Data excerpts:

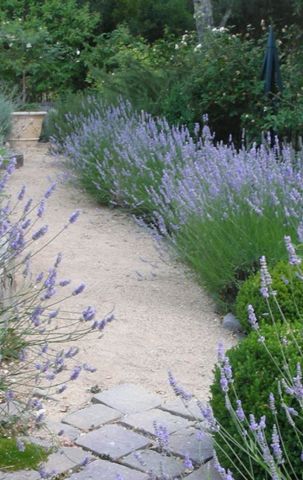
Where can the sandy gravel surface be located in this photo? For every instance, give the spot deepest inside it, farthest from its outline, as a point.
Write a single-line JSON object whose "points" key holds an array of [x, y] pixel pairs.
{"points": [[163, 318]]}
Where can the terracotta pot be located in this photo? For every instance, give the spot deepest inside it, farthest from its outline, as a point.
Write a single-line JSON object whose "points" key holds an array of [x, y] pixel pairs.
{"points": [[26, 128]]}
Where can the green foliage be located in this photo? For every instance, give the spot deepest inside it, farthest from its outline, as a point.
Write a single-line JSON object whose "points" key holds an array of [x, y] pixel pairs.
{"points": [[6, 108], [10, 343], [256, 371], [78, 106], [224, 251], [149, 18], [245, 12], [177, 79], [289, 294], [11, 458], [42, 46]]}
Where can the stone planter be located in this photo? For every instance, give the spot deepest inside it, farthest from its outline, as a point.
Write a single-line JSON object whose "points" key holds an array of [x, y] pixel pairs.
{"points": [[26, 128]]}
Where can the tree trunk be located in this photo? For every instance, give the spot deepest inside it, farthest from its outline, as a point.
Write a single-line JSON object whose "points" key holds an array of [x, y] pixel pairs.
{"points": [[203, 16]]}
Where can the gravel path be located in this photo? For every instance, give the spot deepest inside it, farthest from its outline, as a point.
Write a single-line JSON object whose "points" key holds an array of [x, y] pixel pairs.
{"points": [[163, 318]]}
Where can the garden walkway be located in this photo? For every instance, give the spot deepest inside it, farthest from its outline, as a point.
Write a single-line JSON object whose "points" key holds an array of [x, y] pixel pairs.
{"points": [[163, 318]]}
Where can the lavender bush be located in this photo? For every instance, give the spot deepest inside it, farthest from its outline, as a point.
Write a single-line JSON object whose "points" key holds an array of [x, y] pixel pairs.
{"points": [[37, 333], [221, 208]]}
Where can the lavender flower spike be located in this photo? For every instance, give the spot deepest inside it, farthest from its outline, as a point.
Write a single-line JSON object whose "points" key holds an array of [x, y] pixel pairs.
{"points": [[74, 216], [40, 233], [79, 289], [293, 258], [252, 317]]}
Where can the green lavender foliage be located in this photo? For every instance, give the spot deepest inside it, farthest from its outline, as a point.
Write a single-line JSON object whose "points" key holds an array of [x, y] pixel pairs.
{"points": [[256, 372], [289, 295]]}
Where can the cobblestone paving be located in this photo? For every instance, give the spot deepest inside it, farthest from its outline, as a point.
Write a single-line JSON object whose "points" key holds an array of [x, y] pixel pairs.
{"points": [[114, 439]]}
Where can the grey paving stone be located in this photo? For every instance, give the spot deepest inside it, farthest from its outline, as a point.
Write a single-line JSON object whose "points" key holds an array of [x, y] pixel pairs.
{"points": [[198, 446], [68, 431], [144, 421], [112, 441], [92, 417], [177, 407], [10, 409], [128, 398], [21, 475], [65, 459], [149, 460], [104, 470], [206, 472]]}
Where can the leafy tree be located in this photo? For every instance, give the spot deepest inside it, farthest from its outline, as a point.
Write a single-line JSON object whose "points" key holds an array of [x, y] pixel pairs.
{"points": [[251, 12], [42, 45], [148, 18]]}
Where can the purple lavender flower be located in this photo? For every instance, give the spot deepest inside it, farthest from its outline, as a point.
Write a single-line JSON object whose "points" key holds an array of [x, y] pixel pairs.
{"points": [[20, 445], [220, 352], [208, 415], [71, 352], [252, 317], [178, 390], [272, 403], [89, 313], [9, 395], [39, 277], [21, 193], [276, 447], [79, 289], [293, 257], [74, 216], [76, 372], [58, 260], [188, 464], [41, 208], [240, 412], [53, 314], [26, 224], [40, 233], [85, 461], [27, 205], [88, 368], [266, 280], [62, 388], [162, 435], [50, 190]]}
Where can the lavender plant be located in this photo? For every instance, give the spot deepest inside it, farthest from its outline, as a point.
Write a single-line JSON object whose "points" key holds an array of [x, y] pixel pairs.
{"points": [[257, 396], [37, 333], [221, 208]]}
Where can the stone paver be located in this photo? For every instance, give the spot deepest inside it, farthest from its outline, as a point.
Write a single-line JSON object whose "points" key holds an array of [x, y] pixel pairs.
{"points": [[119, 427], [65, 459], [21, 475], [128, 398], [112, 441], [68, 431], [92, 417], [177, 407], [144, 421], [104, 470], [149, 460], [206, 472], [198, 446]]}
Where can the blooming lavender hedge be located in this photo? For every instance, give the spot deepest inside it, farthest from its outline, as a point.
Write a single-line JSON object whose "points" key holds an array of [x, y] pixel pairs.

Aim of the exercise: Reprint each of the records exactly and skip the images.

Exercise solution:
Where can the sandy gravel surface be located in this photo? For every instance, give the spot deepest inside it, farthest from its outline, as a point.
Write a single-line JSON object whose "points" key holds an array of [x, y] pixel pairs.
{"points": [[163, 318]]}
Where can the terracotta pot be located in this photo? For every instance, give the spot deepest inside it, farthest from its outline, as a point.
Write a single-line JSON object whose "points" key holds an array of [x, y] pixel pairs.
{"points": [[26, 128]]}
Where can the green foliage be located in this photo? For every instance, give the spot deepest inside it, farthest from its outline, as a point.
Write a single-line JSON object whose "points" key holds an array of [x, y] pixel pairs.
{"points": [[6, 108], [10, 343], [256, 371], [78, 106], [224, 251], [149, 18], [245, 12], [177, 79], [289, 294], [11, 458], [42, 46]]}
Where can the stone planter be located in this photo? For every instance, give the spot deepest inside it, farthest from its outline, as a point.
Write a single-line JSON object whose "points" key holds an array of [x, y] pixel pairs.
{"points": [[26, 128]]}
Where can the tree trunk be located in this photo? For every instance, give the spot deepest inside it, farthest from its outline, as a point.
Write a single-line JSON object whose "points" key holds an array of [x, y] pixel pairs.
{"points": [[203, 16]]}
Where can the gravel path be located in this photo? For every instance, give the spot deepest inside it, farthest from its outline, as a point.
Write a single-line JSON object whose "points" key holds an array of [x, y] pixel pairs.
{"points": [[163, 318]]}
Where can the garden walkway be located in this photo? For every instance, give the spot deepest inside it, farthest from its outline, as a point.
Write a single-line JSON object whose "points" key holds an array of [x, y] pixel pairs.
{"points": [[163, 318]]}
Where can the lavender bush be located in this photo? For every instance, give the spot deepest inside it, farthest from its outline, as a point.
Write a single-line JSON object whose "points" key holds an array of [x, y] pixel pairs.
{"points": [[37, 333], [221, 208]]}
Where can the lavender flower spike be located in this photo? For every instance, give the spot deepest inside it, farthest from its outline, as a point.
Write a single-line JSON object whose "points" key holds an array of [x, y] pixel pairs.
{"points": [[74, 216], [40, 233], [79, 289], [293, 258], [252, 317]]}
Where can the green lavender foliage be located in this photo? For every instance, give the spot deepest inside it, farthest from its outline, as a point.
Write a single-line JSON object whose "points" key holds an array of [x, y] pixel pairs.
{"points": [[256, 372], [289, 295]]}
Where can the cobblestone paving be located in this photo? For every instance, give the spot deepest inside it, farthest from its outline, as a point.
Write a single-line JSON object whose "points" key holds an array of [x, y] pixel pairs.
{"points": [[114, 439]]}
Where can the grey paving stone be located in this photo? For every instance, give the spot deepest inside it, farthest from its outline, as a point.
Write a single-line JSON object whose "points" key holds an array of [x, y] pixel pairs.
{"points": [[198, 446], [68, 431], [144, 421], [112, 441], [92, 417], [177, 407], [10, 409], [128, 398], [21, 475], [65, 459], [149, 460], [104, 470], [206, 472]]}
Where can the leafy tree be located in this photo? For every instance, give the spot deepest inside it, farthest from its outline, as a point.
Write a single-line JSON object whose "points" key holds an array of [x, y] pixel pairs.
{"points": [[251, 12], [42, 45], [148, 18]]}
Where can the purple lavender flower be located in this photo? For every instance, give the spot deepest inside it, farthest from its outline, as a point.
Write a single-line JSON object whose "points" key holds an array of [x, y] pixel pairs.
{"points": [[20, 445], [220, 352], [208, 415], [71, 352], [252, 317], [178, 390], [272, 403], [89, 313], [9, 395], [39, 277], [21, 193], [276, 447], [79, 289], [293, 257], [74, 216], [76, 372], [58, 260], [188, 464], [41, 208], [240, 412], [53, 314], [26, 224], [40, 233], [85, 461], [27, 205], [88, 368], [266, 280], [62, 388], [162, 435], [50, 190]]}
Where can the lavender plant be located in this photo? For every instance, give the spot deepest inside it, farthest from its outline, as a point.
Write a single-line JSON object whose "points" key holds an array of [x, y] pixel pairs.
{"points": [[257, 396], [37, 333], [221, 208]]}
Where can the stone paver be located in this photo? For every instance, give the spot deepest inside it, farthest from its outline, as a point.
Write a single-line JSON object whose "points" key holds an array of [x, y] pixel pairs.
{"points": [[119, 427], [65, 459], [21, 475], [128, 398], [112, 441], [68, 431], [92, 417], [177, 407], [144, 421], [104, 470], [149, 460], [206, 472], [198, 446]]}
Where can the blooming lavender hedge be located in this photo? For every instance, give the spot deepest inside it, farthest from its outline, as a point.
Write a single-line JSON object whose "points" key holds an array of [x, y] pixel pairs.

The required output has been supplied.